## Aim
Copy these lines word for word, leaving out the pictures.

## Dataset extract
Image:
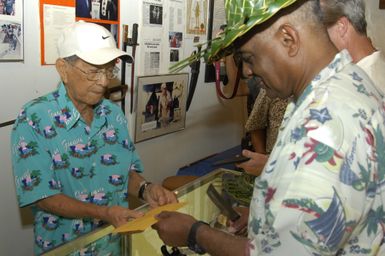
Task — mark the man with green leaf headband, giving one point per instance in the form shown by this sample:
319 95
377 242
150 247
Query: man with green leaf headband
322 190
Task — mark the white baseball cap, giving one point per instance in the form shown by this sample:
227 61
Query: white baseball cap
90 42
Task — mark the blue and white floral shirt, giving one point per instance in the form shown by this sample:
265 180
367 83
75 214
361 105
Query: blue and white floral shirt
322 191
54 151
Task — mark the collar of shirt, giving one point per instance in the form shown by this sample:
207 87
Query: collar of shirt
338 63
72 114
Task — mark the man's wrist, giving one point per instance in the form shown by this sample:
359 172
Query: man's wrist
192 238
142 188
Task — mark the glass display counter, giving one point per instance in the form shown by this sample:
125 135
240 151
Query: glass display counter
147 243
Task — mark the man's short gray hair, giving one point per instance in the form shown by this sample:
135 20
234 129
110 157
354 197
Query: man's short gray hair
353 10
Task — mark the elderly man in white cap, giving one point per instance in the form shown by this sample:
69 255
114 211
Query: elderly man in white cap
73 159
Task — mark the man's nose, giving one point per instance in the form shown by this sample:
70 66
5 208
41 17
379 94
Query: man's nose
246 71
103 80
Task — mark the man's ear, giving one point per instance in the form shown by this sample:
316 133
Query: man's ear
342 26
289 39
61 67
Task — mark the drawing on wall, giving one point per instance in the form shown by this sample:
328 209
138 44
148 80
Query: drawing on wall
196 17
161 104
97 9
11 31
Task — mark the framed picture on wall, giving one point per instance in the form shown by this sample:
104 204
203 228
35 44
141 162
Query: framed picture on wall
11 30
217 18
382 4
161 105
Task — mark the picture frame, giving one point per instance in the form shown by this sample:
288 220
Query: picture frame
217 18
161 105
11 31
382 4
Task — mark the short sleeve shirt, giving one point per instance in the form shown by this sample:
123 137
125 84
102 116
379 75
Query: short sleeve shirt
322 191
54 151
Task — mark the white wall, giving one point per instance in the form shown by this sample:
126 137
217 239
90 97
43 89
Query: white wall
211 127
375 18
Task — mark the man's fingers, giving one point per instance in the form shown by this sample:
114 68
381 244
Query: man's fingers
163 215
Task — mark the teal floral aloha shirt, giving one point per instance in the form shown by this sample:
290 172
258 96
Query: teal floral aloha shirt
54 151
322 191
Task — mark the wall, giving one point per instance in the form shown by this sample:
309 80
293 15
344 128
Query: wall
211 126
375 18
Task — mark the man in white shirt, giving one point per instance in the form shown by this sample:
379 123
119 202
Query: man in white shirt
346 25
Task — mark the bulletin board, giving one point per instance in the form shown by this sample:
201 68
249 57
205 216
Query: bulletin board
11 30
57 14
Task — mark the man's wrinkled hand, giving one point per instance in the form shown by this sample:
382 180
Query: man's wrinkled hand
156 195
173 227
256 163
117 215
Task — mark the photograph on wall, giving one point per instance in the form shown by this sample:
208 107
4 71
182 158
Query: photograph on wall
152 14
161 104
196 17
97 9
175 39
11 30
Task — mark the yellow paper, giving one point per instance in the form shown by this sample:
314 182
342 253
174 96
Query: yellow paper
142 223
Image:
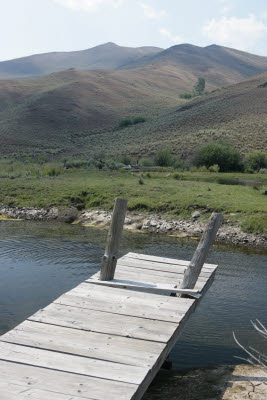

## Exercise solution
Image:
Task — mark the man with green leaf headband, giving one point per instance in the form shown by this sample:
319 95
377 242
150 247
Query: man with green leaf headband
322 190
Task — mark the white baseball cap, giving one point per instance in the form shown by this sample:
227 61
Query: white baseball cap
90 42
Task — mark the blue and white floral shirt, giving one point per instance in the form shown by this sample:
265 180
367 83
75 214
361 105
Query: blue and white floral shirt
322 191
54 151
Task — mark the collar of shirt, giving one point per instance in the form shown by this sample:
207 87
Query: collar of shirt
338 63
72 114
Task — mark the man's wrist, giving one point per instance in the form shown by this sample:
359 172
Query: man's wrist
192 238
142 188
Task — mark the glass display counter, giving one point per instance in the form shown by this sample:
125 135
240 151
Query: glass display counter
147 243
Task — mark the man's short gray hair, giving one point per instance in the form shown by this sample:
135 20
234 129
110 157
354 197
Query: man's short gray hair
353 10
Task — mark the elderly man in white cap, giving one point per instance in the form shown by this sample:
69 255
114 211
Query: elderly man in white cap
73 159
Task — mark the man's nose, giving one point per instance in the form shown by this sample:
70 66
5 208
41 17
379 94
Query: man's nose
246 71
103 80
Task — mark the man's ear, giving one point per instance in the form shown by this sample:
316 133
Query: man's ear
342 26
289 39
61 67
Task — mark the drawing on wall, giving one point per instance in the form shown by this sample:
328 209
138 44
148 80
Query: drawing on wall
196 17
161 104
97 9
11 31
Task — mark the framed picture on wall, giving one point per instance in the form shown by this sample:
104 204
203 228
35 44
141 162
Query: framed picture on wall
11 30
217 18
382 4
161 105
Task — mark the picture frame, giving one point per instance in the form shown by this sample:
288 220
Query: picture frame
217 18
161 105
11 31
382 4
Task — mark the short sleeve shirt, giving one point per instance in the form shown by this sample:
123 137
125 84
102 116
379 75
Query: short sleeve shirt
322 191
54 151
Task — mark the white wall, giving one point per instance in the form shown by this sample:
126 137
217 239
90 97
43 89
Query: white wall
211 127
375 18
Task — mark the man's fingers, giving one point per instance in the form shown by this sample:
114 68
381 244
Query: man's fingers
163 215
Task — mark the teal floral aloha shirt, giving one point per instance in the form shown by this sample:
290 172
258 96
Query: teal floral aloha shirt
54 151
322 191
Task — mark the wall, giving one point per instance in the form shown by this sample:
309 80
293 15
344 128
Query: wall
211 126
375 18
Task — mark the man in white shirt, giving one point per instance in the form shown by this sample:
379 123
119 202
Query: man in white shirt
346 25
Task — mark the bulletin board, giving one point per instance in the form shown by this sample:
201 68
249 57
205 216
Query: bulletin board
11 30
57 14
Task — mark the man's wrinkled hand, giving one point per instance in the form shown by this sample:
382 180
Query: man's wrinkled hand
156 195
173 227
256 163
117 215
Task — mark the photograph on wall, giving one point per instance in the form shown by this sample:
208 107
4 71
182 158
Query: photograph on wall
152 14
161 104
196 17
97 9
175 39
11 30
Task — mark the yellow paper, giving one point per instance in the form shown by this sample:
314 182
342 253
174 96
Query: yellow paper
142 223
Image:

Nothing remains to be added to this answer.